Irma Avilés estalló en llanto, pero su boca dibujaba una sonrisa, pues su hijo estaba vivo, en prisión, pero vivo. Es el mismo llanto y la misma sonrisa que ahora expone en la entrevista. El hijo del Gume también tomó el rotativo en sus manos y, con las palabras de un niño de dos años y medio, dejó la mamila de leche y empezó a exclamar: “Ete es put..., ete es put..., toyos son put..s, ete es mi papá… papá men, papá ya men”.
Irma sigue llorando y sigue sonriendo. Explica que junto con la vecina salieron a ver a los amigos del barrio, hubo una encuesta en la manzana, 10 participantes, entre vecinos, comerciantes y un taquero. Y el resultado fue unánime: “Doña Irma, claro que es Gume”.
Visitadas instancias locales y agotadas las posibilidades de que “el chofer de La Tuta” se encontrara ahí, Irma Avilés recordó una amistad en el Ejército, un cabo, y acudió a él. Éste le aconsejó ir a la Procuraduría para interponer una denuncia por desaparición de una persona detenida por una autoridad federal. En el Ministerio Público no le quisieron levantar la denuncia ni dar información.
“Vaya a buscarlo a los penales de alta seguridad… Sólo un consejo, los detenidos por delincuencia organizada suelen cambiarse el nombre, por protección de ellos, pero también de su familia”.
“Como madre, no me puedo equivocar: el del periódico es Gume, los sicarios no me lo mataron, pero la autoridad no sé a dónde se lo llevó. Soy de bajos recursos, no me puedo movilizar, su hijo ya va a la primaria, le tengo que ayudar a su expareja, no puedo estar viajando. Sólo quiero saber, localizar en qué penal lo tienen… si lo tienen”.

• **INFORMACIÓN PROPORCIONADA**:
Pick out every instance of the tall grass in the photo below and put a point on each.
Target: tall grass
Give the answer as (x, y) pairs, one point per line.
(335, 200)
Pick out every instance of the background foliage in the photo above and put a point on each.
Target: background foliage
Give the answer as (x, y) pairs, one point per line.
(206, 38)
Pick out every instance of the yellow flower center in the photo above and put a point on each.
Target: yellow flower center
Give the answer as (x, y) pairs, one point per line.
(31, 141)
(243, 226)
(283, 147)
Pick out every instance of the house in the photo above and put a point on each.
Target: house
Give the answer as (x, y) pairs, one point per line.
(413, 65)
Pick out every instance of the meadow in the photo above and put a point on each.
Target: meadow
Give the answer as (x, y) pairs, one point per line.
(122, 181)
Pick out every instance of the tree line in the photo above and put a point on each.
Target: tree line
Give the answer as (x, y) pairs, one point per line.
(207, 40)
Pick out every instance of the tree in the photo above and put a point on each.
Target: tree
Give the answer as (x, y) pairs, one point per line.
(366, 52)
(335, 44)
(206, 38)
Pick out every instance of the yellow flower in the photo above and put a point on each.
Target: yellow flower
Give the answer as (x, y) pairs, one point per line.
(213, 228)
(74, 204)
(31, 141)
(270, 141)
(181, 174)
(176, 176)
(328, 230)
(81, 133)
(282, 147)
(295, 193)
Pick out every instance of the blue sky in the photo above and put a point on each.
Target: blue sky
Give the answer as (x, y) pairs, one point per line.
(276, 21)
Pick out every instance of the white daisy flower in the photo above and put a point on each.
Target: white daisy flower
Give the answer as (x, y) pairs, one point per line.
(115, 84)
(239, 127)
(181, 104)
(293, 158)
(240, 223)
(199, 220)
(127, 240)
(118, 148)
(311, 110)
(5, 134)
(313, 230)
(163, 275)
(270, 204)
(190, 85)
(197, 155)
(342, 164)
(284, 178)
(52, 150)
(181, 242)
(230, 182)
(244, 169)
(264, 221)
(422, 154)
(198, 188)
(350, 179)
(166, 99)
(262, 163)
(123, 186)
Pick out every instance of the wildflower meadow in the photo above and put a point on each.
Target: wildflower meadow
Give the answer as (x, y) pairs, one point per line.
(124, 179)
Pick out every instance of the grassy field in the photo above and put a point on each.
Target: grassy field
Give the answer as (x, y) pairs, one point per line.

• **EL PROBLEMA**:
Contesta las siguientes preguntas sobre el pasaje, cada una en su propia línea y con la misma numeración.
1. ¿Cuántas personas participaron en la encuesta que se hizo en la manzana?
2. ¿Quién era la amistad del Ejército a la que acudió Irma Avilés?
3. ¿Qué se negaron a hacer en el Ministerio Público?

• **RESULTADO OBTENIDO**:
1. Participaron 10 personas.
2. Era un cabo.
3. Se negaron a levantarle la denuncia y a darle información.